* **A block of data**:
--------

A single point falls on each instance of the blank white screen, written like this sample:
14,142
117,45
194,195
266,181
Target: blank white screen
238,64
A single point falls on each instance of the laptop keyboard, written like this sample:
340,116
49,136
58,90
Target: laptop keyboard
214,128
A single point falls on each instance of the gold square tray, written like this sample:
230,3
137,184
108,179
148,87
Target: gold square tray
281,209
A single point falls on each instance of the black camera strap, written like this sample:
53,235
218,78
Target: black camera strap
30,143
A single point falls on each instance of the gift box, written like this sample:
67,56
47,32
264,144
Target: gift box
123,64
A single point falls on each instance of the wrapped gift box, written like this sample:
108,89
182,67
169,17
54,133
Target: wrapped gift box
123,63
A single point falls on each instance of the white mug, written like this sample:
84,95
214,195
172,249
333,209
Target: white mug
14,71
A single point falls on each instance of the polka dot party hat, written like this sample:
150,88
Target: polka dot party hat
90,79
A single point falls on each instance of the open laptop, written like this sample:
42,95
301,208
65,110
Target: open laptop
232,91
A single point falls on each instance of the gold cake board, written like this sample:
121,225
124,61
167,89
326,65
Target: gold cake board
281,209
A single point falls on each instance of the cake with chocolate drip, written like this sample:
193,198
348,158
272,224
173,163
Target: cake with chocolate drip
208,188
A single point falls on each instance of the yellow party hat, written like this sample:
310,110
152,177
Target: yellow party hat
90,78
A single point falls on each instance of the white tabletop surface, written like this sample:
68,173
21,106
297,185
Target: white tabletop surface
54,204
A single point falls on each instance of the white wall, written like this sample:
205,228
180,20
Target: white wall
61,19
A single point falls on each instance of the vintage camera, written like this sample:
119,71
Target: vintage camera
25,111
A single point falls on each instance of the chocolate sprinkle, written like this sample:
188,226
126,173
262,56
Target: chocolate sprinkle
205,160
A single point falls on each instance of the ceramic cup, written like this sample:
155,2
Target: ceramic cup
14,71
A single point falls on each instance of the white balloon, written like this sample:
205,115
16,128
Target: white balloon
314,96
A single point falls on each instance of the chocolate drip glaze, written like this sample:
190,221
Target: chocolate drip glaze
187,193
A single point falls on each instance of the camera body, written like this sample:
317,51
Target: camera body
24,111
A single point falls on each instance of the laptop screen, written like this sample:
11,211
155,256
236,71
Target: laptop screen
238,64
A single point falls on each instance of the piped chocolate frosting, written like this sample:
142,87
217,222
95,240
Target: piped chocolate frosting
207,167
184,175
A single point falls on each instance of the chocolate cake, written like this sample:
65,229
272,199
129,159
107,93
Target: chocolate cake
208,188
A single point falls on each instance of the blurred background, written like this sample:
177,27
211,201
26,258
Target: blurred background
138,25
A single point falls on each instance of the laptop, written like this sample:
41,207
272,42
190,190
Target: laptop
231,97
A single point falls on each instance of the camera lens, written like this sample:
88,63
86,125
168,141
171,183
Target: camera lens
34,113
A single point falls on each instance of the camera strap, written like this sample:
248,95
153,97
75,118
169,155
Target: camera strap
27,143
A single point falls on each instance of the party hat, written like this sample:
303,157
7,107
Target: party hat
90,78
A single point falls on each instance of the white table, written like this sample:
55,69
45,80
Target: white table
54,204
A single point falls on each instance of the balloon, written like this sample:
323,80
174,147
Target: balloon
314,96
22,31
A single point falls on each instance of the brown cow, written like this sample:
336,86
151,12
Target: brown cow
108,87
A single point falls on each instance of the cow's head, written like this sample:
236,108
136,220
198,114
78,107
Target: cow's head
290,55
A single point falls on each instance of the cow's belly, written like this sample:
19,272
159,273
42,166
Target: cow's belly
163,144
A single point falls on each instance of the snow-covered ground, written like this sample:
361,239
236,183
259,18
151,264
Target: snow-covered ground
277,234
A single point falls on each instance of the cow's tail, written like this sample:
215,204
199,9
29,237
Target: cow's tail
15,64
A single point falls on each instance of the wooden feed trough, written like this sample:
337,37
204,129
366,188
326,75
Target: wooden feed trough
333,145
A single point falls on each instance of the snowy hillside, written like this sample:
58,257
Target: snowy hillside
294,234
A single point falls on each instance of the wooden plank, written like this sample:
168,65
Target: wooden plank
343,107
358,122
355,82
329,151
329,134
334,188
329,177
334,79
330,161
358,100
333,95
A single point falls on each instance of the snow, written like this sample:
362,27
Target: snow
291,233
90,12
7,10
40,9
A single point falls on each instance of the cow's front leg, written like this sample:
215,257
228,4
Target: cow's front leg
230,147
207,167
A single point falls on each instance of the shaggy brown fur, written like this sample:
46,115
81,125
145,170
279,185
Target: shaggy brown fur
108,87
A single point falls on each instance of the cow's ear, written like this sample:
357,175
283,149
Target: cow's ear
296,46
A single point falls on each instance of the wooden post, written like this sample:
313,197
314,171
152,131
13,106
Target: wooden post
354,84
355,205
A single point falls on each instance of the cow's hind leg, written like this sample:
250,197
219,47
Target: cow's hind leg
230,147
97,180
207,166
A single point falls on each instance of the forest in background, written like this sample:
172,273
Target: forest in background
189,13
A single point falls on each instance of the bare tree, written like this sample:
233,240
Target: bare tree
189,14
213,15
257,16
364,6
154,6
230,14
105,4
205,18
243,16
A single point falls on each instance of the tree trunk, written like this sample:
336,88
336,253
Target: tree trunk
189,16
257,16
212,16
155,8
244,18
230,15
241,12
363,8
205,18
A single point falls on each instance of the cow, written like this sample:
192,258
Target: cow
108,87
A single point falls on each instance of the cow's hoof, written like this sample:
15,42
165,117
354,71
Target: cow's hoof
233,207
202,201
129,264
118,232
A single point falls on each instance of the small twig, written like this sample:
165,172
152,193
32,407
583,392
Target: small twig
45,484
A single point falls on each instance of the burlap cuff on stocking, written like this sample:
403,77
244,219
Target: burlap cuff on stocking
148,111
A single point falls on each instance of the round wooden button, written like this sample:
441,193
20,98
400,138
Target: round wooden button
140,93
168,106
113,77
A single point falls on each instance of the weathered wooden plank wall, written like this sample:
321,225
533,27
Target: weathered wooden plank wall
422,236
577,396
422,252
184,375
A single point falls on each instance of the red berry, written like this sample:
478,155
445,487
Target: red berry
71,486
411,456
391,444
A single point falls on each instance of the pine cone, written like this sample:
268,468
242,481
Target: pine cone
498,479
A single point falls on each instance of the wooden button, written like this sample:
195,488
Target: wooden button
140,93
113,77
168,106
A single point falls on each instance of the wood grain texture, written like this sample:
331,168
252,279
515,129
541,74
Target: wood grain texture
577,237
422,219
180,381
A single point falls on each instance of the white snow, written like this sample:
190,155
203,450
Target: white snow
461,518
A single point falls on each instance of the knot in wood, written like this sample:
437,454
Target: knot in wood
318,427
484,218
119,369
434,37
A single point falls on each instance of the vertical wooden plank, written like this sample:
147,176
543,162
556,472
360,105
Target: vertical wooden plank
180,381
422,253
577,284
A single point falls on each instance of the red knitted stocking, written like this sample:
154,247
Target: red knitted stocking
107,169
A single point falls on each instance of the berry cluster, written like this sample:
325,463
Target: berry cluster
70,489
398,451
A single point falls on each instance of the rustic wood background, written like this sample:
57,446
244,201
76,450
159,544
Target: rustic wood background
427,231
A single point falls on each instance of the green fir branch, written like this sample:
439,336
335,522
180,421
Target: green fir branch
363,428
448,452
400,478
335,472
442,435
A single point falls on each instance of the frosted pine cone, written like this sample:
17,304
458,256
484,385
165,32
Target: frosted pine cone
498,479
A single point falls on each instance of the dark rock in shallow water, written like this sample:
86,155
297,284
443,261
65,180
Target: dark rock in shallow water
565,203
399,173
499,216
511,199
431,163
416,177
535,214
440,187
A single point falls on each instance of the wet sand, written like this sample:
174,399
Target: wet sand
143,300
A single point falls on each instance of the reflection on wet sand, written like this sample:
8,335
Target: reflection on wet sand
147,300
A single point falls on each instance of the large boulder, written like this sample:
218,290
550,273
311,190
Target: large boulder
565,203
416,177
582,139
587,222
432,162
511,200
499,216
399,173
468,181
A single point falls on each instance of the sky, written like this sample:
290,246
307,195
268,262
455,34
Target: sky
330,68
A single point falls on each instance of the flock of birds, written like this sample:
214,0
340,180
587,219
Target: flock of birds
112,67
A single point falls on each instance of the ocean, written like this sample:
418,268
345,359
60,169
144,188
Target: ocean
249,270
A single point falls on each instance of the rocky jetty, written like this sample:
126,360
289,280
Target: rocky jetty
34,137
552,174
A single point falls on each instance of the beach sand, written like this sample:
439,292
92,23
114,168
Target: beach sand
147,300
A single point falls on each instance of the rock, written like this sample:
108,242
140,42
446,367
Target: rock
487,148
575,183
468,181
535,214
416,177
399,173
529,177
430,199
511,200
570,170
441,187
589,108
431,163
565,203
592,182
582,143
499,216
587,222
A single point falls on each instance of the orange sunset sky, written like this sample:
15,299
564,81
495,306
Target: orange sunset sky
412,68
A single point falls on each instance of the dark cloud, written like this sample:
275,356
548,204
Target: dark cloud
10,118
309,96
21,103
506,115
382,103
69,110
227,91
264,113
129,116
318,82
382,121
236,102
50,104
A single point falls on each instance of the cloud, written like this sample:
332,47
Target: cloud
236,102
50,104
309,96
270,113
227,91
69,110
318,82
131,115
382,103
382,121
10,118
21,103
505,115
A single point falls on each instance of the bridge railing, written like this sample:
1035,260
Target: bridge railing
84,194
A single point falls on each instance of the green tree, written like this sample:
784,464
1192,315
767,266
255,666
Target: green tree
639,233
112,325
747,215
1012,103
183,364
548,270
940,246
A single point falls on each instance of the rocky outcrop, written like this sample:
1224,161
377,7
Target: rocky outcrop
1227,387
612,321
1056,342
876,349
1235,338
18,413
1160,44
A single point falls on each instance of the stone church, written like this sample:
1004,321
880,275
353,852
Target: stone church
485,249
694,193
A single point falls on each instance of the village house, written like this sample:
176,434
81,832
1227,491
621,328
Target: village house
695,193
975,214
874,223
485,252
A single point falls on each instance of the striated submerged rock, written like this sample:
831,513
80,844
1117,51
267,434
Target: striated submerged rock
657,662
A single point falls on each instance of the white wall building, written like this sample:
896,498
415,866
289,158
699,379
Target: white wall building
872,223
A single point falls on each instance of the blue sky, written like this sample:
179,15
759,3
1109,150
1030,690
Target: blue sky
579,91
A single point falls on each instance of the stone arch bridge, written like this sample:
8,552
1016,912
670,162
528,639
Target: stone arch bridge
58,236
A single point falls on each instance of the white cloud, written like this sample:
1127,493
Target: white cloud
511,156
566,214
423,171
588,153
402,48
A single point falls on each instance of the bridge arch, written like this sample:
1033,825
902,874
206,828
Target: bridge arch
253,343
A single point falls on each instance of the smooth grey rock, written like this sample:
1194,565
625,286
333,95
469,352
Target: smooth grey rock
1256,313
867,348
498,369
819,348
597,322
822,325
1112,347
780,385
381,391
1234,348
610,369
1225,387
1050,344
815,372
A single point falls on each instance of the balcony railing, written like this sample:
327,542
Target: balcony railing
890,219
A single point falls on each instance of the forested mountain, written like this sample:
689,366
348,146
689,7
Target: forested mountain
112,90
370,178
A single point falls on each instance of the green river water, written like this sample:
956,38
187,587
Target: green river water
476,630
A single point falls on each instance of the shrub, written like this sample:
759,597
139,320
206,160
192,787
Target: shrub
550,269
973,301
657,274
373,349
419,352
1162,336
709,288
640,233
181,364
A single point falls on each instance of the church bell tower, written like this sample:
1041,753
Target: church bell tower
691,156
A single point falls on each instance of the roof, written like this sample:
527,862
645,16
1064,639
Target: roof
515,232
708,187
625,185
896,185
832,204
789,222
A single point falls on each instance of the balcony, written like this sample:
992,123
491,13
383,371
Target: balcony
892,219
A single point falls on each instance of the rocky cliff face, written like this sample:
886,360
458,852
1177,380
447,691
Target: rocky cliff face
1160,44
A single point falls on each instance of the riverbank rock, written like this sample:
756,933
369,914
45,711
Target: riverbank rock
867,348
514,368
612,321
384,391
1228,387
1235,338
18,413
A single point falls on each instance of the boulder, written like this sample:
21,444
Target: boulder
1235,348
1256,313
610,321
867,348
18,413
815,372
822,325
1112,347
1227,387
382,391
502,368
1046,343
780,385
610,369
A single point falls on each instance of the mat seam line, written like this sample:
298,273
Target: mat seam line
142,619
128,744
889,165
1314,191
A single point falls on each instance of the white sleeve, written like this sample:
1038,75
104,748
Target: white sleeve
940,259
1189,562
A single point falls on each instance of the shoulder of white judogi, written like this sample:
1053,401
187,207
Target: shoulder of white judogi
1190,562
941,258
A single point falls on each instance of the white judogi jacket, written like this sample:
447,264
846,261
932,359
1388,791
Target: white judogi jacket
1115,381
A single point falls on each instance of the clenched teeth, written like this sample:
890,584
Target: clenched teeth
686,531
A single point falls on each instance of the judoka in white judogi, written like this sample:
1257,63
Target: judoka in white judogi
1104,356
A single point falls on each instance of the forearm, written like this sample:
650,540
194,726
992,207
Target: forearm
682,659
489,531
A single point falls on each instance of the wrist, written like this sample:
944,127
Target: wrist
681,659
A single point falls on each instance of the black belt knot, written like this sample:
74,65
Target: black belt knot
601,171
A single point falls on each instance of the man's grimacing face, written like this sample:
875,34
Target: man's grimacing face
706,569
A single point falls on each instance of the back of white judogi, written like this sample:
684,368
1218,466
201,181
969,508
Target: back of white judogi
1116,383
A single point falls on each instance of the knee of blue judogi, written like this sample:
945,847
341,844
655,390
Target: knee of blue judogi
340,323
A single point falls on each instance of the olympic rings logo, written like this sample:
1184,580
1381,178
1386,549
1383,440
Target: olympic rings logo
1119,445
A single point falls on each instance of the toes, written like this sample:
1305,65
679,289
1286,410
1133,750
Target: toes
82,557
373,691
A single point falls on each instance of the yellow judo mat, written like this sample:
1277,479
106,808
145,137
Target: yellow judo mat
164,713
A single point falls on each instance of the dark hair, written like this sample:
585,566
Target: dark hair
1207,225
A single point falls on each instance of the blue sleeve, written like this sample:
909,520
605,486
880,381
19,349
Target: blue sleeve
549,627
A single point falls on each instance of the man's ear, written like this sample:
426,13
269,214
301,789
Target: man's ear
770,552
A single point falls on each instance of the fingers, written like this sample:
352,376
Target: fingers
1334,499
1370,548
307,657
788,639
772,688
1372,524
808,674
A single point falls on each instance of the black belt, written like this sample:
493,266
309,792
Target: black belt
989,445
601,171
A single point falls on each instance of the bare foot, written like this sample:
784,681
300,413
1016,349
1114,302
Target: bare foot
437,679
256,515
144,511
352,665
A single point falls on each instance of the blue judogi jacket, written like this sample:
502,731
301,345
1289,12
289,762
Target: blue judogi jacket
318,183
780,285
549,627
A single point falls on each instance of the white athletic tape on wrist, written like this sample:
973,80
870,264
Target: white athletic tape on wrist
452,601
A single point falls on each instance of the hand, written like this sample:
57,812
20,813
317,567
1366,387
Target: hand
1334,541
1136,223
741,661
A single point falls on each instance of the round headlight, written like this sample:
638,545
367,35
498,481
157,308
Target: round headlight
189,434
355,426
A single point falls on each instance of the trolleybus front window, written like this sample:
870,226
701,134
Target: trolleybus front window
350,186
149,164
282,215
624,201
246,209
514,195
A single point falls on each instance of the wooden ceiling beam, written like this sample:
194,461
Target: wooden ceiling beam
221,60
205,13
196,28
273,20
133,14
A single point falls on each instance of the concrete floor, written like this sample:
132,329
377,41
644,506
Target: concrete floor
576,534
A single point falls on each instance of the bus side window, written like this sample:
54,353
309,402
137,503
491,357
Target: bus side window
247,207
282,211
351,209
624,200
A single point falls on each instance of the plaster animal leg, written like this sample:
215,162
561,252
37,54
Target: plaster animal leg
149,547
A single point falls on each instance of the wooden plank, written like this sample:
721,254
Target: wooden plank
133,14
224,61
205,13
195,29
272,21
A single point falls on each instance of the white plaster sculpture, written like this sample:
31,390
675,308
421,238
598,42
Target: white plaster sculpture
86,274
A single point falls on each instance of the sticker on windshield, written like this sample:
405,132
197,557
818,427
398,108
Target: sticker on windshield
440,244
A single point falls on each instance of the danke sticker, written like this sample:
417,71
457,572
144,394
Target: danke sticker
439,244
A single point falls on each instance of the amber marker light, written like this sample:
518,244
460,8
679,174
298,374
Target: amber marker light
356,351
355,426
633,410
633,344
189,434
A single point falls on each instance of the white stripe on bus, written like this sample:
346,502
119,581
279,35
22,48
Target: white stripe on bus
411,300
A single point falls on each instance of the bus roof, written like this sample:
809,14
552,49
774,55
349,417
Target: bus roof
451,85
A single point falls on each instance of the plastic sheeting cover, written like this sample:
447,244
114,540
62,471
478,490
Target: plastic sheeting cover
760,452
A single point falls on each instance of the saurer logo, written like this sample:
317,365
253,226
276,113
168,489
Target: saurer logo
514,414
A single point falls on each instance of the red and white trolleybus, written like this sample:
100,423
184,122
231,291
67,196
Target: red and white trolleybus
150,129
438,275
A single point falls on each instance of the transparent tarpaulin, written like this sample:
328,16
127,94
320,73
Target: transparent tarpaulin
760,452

--------

Starting with the line that contains "A single point falls on each instance of the concrete", return each line through the last one of the data above, exactly as written and nothing more.

* **RESPONSE TO THIS TASK**:
A single point falls on each instance of the concrete floor, written like this sample:
132,329
377,41
644,506
Target: concrete floor
576,534
A single point falls on each instance of the bus side window, written like this sample:
54,353
309,402
137,503
491,357
Target: bus side window
247,207
282,211
351,209
624,200
A single point falls on each instance of the plaster animal leg, written like this sample:
215,162
561,252
37,54
Target: plaster animal leg
149,547
A single point falls on each instance of the wooden plank, written like this sample:
721,254
Target: wooden plank
133,14
224,61
205,13
195,29
272,21
A single point falls on each instance of the white plaster sculpture, written like this sample:
31,390
675,308
421,238
598,42
Target: white plaster sculpture
86,274
A single point falls on each instance of the sticker on windshield, written like this sample:
405,132
197,557
818,427
398,108
Target: sticker on windshield
440,244
A single point falls on each instance of the danke sticker, written like this sample:
417,71
457,572
144,394
Target: danke sticker
439,244
A single point falls on each instance of the amber marker light, written like this sample:
518,244
460,8
679,174
298,374
Target: amber marker light
356,351
355,426
633,410
633,344
189,434
A single point falls on each instance of the white stripe on bus, written like this sample:
346,502
119,581
279,35
22,48
Target: white stripe on bus
411,300
A single point falls on each instance of the bus roof, written like this sample:
809,14
552,49
774,55
349,417
Target: bus roof
451,85
A single point falls on each instance of the plastic sheeting cover, written like this sample:
447,244
114,540
62,471
478,490
Target: plastic sheeting cover
760,452
A single point falls on each instance of the saurer logo, written like this sample:
317,365
253,226
276,113
168,489
Target: saurer logo
514,414
A single point falls on each instance of the red and white trolleybus, written like this sample:
100,423
184,122
231,291
67,196
Target: red and white trolleybus
150,129
438,275
A single point falls on each instance of the transparent tarpaulin, written like this sample:
328,16
127,94
320,73
Target: transparent tarpaulin
760,452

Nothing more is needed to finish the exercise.